Text:
■ ■ ■ ■ ■ ■ ■
Bruder Cornelius Bohl

Die Krankensalbung

Nachdenken über die Sakramente

Krankensalbung - Bild von Ruben Weyringer / pixelio.de
Krankensalbung – Bild von Ruben Weyringer / pixelio.de

„Nicht erst an den Grenzen unserer Möglichkeiten, sondern mitten im Leben muss Gott erkannt werden; im Leben und nicht erst im Sterben, in Gesundheit und Kraft und nicht erst im Leiden.“ Diese Sätze Dietrich Bonhoeffers, 1944 im Gefängnis geschrieben, sind ein Plädoyer für eine gesunde und kraftvolle Spiritualität. Jesus ermöglicht „Leben in Fülle“ (Joh 10, 10). Er befreit Menschen aus Entfremdung, unguten Abhängigkeiten und Einsamkeit. Seine Nähe macht heil. Davon erzählen die Evangelien auf jeder Seite.

Zum menschlichen Leben gehören aber auch leidvolle Erfahrungen, Begrenzungen, Krankheit und Tod. Es wäre illusionär zu glauben, wir könnten das einmal hier auf der Erde endgültig überwinden. Darum bleibt eine Grundfrage des Lebens, wie ich damit umgehe. Eine Spiritualität zeigt ihre Lebenstauglichkeit gerade auch darin, wie sie solchen störenden Erfahrungen begegnet. Bonhoeffers Gedanke bleibt auch in der Umkehrung richtig: Nicht nur in Gesundheit und Kraft, sondern ebenso im Leiden und an den Grenzen des Lebens muss Gott erkannt werden können, damit er wirklich Vertrauen verdient.

Die Krankensalbung, die die besondere Zuwendung Jesu zu den Kranken in die Geschichte hinein aktualisiert, war im Frühmittelalter zu einem reinen Sterbesakrament verkürzt worden. Als „Letzte Ölung“ weckte sie eher Angst als Hoffnung. Die Liturgiereform hat dies heilsam korrigiert. Was das Öl, Universalarznei der Antike, zeichenhaft ausdrückt, bringen die Begleitgebete bei der Salbung auf Stirn und Handflächen ins Wort: Es geht um Stärkung und physische Heilung. Schon der Jakobusbrief berichtet, dass die Ältesten der Gemeinde Kranke im Namen des Herrn mit Öl salben. „Das gläubige Gebet wird den Kranken retten, und der Herr wird ihn aufrichten; wenn er Sünden begangen hat, werden sie ihm vergeben.“ (Jak 5, 15) Gegen alle krank machenden Frömmigkeitsformen ist hier auch liturgisch festgehalten: Glaube macht heil!
■ ■ ■ ■ ■ ■ ■
Aufgaben:
**1)** Wozu war die Krankensalbung laut dem Text über die Krankensalbung im Frühmittelalter verkürzt worden?
**2)** Schreib den Text über die Krankensalbung nach seinem letzten Satz weiter.

Angaben:
■ ■ ■ ■ ■ ■ ■
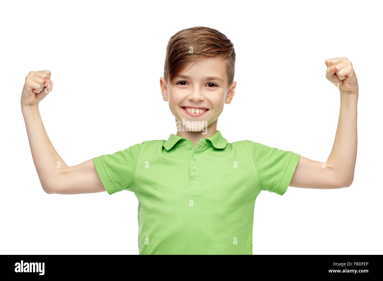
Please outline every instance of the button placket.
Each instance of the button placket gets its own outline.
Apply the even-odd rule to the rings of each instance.
[[[191,141],[190,141],[191,142]],[[190,143],[185,144],[186,149],[191,153],[187,151],[189,162],[189,188],[190,190],[198,190],[198,171],[197,159],[196,154],[201,152],[203,144],[198,143],[194,148],[194,146]],[[193,149],[193,148],[194,148]]]

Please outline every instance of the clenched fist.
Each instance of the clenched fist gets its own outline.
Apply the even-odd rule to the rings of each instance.
[[[327,58],[326,78],[339,88],[341,93],[357,93],[358,80],[352,63],[345,57]]]
[[[21,93],[21,106],[36,106],[52,91],[53,81],[49,70],[31,71],[25,77]]]

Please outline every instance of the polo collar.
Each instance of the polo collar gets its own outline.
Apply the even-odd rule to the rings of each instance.
[[[210,141],[210,142],[211,143],[211,144],[216,148],[224,148],[226,147],[226,145],[228,143],[228,140],[222,136],[221,132],[218,130],[217,130],[217,132],[216,132],[215,133],[211,136],[206,138],[205,139],[203,139],[202,138],[201,138],[205,140],[205,141]],[[173,148],[175,144],[181,140],[184,140],[185,141],[187,140],[185,138],[183,138],[180,136],[174,135],[174,134],[170,134],[170,136],[169,136],[169,138],[167,140],[164,142],[163,146],[165,148],[165,149],[169,150]]]

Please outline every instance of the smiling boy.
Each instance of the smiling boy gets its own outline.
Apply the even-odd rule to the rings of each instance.
[[[177,134],[72,166],[54,149],[38,111],[38,103],[52,90],[50,71],[30,72],[21,109],[44,190],[134,192],[139,254],[252,254],[254,204],[261,191],[282,195],[289,186],[350,185],[358,90],[351,62],[344,57],[325,62],[326,77],[339,89],[341,104],[334,146],[323,163],[252,141],[227,142],[217,124],[234,96],[235,61],[232,44],[215,29],[199,26],[177,32],[168,44],[160,78]],[[59,169],[52,164],[57,161]]]

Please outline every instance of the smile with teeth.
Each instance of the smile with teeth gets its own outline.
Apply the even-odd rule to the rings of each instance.
[[[182,108],[189,114],[192,115],[201,115],[209,110],[206,108],[193,108],[184,106],[183,106]]]

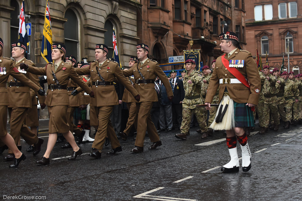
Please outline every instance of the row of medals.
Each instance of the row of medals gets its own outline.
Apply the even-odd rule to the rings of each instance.
[[[229,67],[242,68],[244,65],[244,60],[231,60],[230,61]]]
[[[1,75],[6,74],[6,68],[5,67],[1,67],[0,68],[0,74]]]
■ ■ ■ ■ ■ ■ ■
Antworten:
**1)** Zu einem reinen Sterbesakrament.

**2)**
Dennoch bleibt nach wie vor die „ernsthafte Erkrankung“ der Ort dieses Sakraments. Nicht nur die unmittelbare Todesgefahr konfrontiert mit der Endlichkeit des Lebens. Wir sind mitten im Leben vom Tod umfangen. Jahrhundertelang beteten Christen um einen guten Tod, nicht als Zeichen von Lebensmüdigkeit, sondern weil die ars moriendi ein Teil echter Lebenskunst ist. Leben in Fülle darf nicht von Verdrängungen leben, es entfaltet sich in Begrenzungen und im Bewusstsein des Todes.

Schnell wird eine Krankheit auch zu einer religiösen Krise, die nach Deutung verlangt. Die Vorstellung, Krankheiten seien eine Strafe Gottes, scheint unausrottbar. Die im Sakrament gefeierte Verbundenheit mit dem leidenden und auferstandenen Christus lässt erfahren, dass meine gesamte Lebenswirklichkeit bei ihm aufgehoben ist. Leiden muss nicht von ihm trennen, es kann mit ihm verbinden. Und Heilung geschieht auch dort, wo ich mich mit Grenzen ehrlich versöhne. „Es wird alles wieder gut“, sagen Eltern zu ihrem weinenden Kind. Ist das nicht die größte Lebenslüge? Christen glauben tatsächlich, dass am Anfang einmal alles gut war und am Ende alles wieder gut werden kann. Nicht am Tod vorbei, sondern durch den Tod hindurch. „Tröstungen der Kirche“ nannte man früher die Sterbesakramente. In der Verbundenheit mit Jesus steckt die Verheißung, getrost und kraftvoll leben zu können, von der Handauflegung der Taufe bis zur Handauflegung bei der Krankensalbung.